Uhf7 commented May 26, 2020

@Ekopalypse

then certainly another trick exists. Running out of thoughts here. On my system, the 32 bit version works exactly like the 64 bit version.

A major difference is the system itself: I use
OS Name : Windows 10 Pro (64-bit)
OS Version : 1607
OS Build : 14393.576,

you use Windows 7. I try it on my Windows 7 system ...

@Uhf7
Copy link
Contributor

Uhf7 commented May 26, 2020

Ok, under Windows 7, the ∈ works fine, with and without bracket highlighting, but some other characters don't. Using technology 0.

Techno-0-w7

With the 64 bit version of Npp, the same characters are missing.

Using technology 1:

Techno-0-w7-t1

What else could you ask for? Looks perfect to me.

Technology 1, Windows 7, 64 bit version of Npp:

Techno-0-w7-t1-64

I dream, if you ask me. Compared to the current state.

@Ekopalypse
Copy link
Contributor

@ValZapod

The font never actually changed, you need to press on Enable global font

No, it was started with these settings. I switched to global overwrite to show that no other font is defined. If global override is NOT checked, the default setting takes precedence.
Yes, I still use Windows 7 why not? I don't do any "mission critical transaction" with windows OS anyway.

Cannot we somehow force the rendering that is used when yout type in ☆?

Npp has no setting for this yet. What you can do is to use one of the scripting language plugins,
like PythonScript, LuaScript ..., even NppExec can be used to set the technology to DirectWrite

@Uhf7 - hmm :-D what should I say - Windows 10 broke it :-(
Thanks for testing and btw. thank you for your contributing work. Much appreciated.

@Uhf7
Copy link
Contributor

Uhf7 commented May 26, 2020

@ValZapod

I see no negative effect when removing the ☆, if I use technology 1:

Techno-0-w7-t1-64-2

or the ⇒:

Techno-0-w7-t1-64-3

I certainly start to get messed up with my screenshot names here, that's why I don't post any pictures from re-inserting the ☆ and the ⇒ successfully, but for me, with technology 1 everything works fine. Under Windows 7 and under Windows 10, I believe.

@Ekopalypse
Copy link
Contributor

My knowledge of fonts, rendering, directwriting... refers to what I have posted.
I can't say for sure if it's a problem in Scintilla or Windows or the font used or ...,
but if using DirectWrite offers a way to either work around or solve this, then I would
vote to add something to the settings that would allow the user to set it.

@Uhf7
Copy link
Contributor

Uhf7 commented May 26, 2020

@Ekopalypse

using a plugin or NppExec to make the characters display correctly is not exactly what I call a solution of the problem. It's a possible work-around, but wouldn't it be nice when the characters are displayed correctly without additional actions?

And, @ValZapod, how long would it take until we have a new Scintilla version? (Perhaps, the Scintilla developers will say: Use technology 1 or higher! That would be interesting)

★ ★ ★ ★

[WHAT TO DO]:
Do these statements agree with the thread on character rendering? Answer yes or no for each, quoting the words that decide it.
1. Under Windows 7 with technology 0, the ∈ character works fine.
2. Notepad++ already offers a setting to force DirectWrite rendering.
3. A participant says they no longer use Windows 7.
The entries that follow come from a separate source.

★ ★ ★ ★

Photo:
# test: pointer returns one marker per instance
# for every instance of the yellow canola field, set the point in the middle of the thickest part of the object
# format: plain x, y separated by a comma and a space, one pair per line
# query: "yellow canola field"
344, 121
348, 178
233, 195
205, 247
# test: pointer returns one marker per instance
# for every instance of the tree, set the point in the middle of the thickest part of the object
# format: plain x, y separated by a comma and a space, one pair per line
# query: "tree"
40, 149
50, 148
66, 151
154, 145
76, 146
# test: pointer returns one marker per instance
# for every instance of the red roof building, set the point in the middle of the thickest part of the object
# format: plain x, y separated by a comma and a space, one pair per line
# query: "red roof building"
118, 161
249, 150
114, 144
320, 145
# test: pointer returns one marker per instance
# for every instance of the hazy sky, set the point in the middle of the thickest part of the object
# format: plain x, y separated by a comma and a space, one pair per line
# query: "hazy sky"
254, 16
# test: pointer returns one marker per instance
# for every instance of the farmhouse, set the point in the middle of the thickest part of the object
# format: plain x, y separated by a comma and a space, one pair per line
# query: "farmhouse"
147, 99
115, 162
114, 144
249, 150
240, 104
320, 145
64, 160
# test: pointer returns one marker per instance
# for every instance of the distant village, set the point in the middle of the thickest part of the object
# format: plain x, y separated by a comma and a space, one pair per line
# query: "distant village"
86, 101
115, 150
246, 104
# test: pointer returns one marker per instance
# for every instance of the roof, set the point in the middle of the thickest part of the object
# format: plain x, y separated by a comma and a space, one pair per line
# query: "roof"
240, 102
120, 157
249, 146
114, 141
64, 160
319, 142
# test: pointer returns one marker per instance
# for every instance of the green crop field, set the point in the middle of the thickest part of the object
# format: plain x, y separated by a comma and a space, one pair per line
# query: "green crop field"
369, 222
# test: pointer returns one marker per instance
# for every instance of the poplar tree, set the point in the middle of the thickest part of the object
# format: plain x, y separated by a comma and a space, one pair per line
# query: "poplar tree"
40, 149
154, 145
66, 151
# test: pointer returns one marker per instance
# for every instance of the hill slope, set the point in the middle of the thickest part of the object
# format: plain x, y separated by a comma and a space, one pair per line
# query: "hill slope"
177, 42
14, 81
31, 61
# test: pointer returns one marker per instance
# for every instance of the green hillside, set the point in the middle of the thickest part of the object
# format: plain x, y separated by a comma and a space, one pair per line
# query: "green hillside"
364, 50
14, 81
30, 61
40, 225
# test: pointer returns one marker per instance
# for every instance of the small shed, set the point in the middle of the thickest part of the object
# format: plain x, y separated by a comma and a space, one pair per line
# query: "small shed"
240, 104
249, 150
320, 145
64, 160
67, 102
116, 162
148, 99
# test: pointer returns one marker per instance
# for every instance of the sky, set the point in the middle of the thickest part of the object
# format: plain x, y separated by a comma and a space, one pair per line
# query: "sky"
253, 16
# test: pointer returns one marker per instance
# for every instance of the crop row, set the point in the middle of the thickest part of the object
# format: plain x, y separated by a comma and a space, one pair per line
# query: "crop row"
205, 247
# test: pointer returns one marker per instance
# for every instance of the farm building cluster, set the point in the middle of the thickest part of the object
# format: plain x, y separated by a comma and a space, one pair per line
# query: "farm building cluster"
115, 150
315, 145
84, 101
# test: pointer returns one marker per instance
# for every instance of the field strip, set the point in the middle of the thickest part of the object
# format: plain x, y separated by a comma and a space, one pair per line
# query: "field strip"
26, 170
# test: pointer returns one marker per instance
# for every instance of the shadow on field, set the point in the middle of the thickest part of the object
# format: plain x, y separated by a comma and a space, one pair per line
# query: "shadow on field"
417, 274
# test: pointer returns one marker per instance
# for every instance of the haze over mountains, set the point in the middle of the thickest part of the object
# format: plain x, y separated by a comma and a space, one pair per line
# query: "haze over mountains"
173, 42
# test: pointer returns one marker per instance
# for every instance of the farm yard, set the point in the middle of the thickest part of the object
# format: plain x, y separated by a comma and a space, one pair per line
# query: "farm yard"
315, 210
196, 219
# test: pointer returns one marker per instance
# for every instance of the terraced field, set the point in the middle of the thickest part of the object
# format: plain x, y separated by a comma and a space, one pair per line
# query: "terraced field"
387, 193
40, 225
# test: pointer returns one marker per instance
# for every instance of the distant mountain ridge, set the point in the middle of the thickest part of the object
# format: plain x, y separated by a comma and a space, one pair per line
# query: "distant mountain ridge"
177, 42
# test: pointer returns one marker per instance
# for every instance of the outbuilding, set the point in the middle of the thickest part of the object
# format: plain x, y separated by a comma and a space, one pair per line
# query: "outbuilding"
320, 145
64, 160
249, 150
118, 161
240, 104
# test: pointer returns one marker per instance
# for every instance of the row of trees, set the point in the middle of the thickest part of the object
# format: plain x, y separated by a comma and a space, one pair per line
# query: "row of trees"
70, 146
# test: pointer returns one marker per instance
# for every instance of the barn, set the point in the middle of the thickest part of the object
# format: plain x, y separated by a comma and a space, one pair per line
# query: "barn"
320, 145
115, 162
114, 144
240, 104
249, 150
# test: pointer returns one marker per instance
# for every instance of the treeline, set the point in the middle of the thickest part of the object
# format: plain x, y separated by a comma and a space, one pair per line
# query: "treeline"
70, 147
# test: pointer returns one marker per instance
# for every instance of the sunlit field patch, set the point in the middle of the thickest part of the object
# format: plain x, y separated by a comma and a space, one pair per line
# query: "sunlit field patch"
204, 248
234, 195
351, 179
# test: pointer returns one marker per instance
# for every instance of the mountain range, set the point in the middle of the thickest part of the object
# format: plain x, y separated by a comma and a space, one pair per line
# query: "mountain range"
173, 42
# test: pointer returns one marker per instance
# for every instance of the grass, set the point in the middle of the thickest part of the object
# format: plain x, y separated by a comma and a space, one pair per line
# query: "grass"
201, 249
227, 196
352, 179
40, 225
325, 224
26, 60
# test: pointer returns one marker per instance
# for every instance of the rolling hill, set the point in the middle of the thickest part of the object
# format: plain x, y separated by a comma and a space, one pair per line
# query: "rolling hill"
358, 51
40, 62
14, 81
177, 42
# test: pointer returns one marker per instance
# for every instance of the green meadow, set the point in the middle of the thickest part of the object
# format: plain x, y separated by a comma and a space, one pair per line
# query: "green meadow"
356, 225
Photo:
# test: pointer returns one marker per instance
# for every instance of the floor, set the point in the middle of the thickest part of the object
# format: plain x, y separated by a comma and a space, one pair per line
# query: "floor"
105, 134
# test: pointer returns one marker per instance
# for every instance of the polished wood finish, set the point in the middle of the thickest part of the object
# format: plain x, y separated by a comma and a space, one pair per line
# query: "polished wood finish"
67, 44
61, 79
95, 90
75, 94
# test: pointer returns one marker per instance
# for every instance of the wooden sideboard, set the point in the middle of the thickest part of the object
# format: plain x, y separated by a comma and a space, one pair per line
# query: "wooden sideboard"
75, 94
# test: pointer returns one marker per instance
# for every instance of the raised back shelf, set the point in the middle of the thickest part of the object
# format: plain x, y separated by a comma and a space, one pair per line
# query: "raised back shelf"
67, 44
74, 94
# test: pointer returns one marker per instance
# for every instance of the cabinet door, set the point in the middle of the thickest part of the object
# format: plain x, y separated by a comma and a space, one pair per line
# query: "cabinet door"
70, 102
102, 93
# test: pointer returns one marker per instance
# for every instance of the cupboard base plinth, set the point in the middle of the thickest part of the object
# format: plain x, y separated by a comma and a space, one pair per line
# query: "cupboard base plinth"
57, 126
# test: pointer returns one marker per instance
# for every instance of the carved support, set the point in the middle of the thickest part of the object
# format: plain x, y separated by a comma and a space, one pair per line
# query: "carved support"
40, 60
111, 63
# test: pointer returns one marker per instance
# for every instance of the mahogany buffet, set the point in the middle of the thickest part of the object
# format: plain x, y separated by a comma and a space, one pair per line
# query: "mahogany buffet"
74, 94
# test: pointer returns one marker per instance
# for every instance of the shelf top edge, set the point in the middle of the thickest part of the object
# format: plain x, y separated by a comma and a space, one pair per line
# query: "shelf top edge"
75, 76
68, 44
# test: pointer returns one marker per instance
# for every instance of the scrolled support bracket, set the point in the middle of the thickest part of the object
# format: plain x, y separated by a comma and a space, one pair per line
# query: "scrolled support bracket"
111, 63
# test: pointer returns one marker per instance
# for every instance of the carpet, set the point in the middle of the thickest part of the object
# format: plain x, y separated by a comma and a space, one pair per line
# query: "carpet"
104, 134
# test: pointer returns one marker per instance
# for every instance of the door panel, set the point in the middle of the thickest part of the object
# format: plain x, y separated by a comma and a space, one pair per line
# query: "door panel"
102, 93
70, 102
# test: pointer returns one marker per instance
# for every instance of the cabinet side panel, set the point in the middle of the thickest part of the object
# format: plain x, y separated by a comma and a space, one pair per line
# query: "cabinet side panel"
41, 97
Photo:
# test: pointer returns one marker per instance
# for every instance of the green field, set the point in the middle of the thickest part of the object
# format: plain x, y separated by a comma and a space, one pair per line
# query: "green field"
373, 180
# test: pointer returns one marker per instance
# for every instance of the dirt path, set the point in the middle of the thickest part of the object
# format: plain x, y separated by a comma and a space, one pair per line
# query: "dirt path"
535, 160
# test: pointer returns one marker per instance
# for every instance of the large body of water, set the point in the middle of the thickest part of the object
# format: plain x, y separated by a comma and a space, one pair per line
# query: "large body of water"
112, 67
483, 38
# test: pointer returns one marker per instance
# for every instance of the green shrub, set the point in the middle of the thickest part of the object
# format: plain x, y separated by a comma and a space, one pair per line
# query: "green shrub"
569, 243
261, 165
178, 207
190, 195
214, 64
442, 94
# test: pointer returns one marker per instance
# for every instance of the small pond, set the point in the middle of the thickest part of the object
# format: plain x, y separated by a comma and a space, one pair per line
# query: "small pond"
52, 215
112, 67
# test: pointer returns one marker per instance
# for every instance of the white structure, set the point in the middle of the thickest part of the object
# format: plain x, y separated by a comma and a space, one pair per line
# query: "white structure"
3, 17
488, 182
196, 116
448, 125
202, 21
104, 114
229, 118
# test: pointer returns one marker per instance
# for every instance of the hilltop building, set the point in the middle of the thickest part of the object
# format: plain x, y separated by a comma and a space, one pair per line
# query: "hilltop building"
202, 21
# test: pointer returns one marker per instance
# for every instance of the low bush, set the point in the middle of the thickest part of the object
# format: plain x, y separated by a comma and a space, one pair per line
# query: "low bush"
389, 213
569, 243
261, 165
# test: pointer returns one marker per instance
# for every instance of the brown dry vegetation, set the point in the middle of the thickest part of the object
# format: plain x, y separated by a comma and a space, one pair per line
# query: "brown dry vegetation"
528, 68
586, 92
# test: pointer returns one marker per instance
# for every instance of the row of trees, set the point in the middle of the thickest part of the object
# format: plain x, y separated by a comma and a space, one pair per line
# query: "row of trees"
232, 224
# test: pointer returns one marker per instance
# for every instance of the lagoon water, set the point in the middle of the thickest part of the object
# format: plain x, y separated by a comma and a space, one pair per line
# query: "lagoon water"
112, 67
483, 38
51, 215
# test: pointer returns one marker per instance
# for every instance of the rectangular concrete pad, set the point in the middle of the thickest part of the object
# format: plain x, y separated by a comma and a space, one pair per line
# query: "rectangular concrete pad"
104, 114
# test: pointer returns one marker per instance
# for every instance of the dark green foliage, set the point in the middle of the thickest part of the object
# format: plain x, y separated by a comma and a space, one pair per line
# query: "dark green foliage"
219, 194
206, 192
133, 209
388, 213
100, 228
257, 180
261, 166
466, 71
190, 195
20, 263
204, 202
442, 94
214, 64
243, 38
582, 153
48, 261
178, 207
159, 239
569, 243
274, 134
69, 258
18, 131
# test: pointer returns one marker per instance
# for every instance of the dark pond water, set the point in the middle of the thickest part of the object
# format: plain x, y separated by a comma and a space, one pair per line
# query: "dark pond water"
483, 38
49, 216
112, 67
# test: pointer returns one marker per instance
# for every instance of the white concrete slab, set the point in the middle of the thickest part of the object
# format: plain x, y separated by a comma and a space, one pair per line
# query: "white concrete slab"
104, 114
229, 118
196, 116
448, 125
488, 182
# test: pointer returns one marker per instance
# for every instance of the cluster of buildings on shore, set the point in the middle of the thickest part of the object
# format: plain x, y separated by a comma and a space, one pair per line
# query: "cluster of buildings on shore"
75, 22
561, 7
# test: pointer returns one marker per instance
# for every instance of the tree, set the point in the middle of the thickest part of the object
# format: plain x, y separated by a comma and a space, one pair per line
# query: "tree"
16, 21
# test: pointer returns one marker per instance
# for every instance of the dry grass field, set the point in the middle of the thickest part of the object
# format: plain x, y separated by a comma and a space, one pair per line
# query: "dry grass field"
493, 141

★ ★ ★ ★

[CORRECT ANSWER]:
1. Yes: "Ok, under Windows 7, the ∈ works fine, with and without bracket highlighting"
2. No: "Npp has no setting for this yet."
3. No: "Yes, I still use Windows 7 why not?"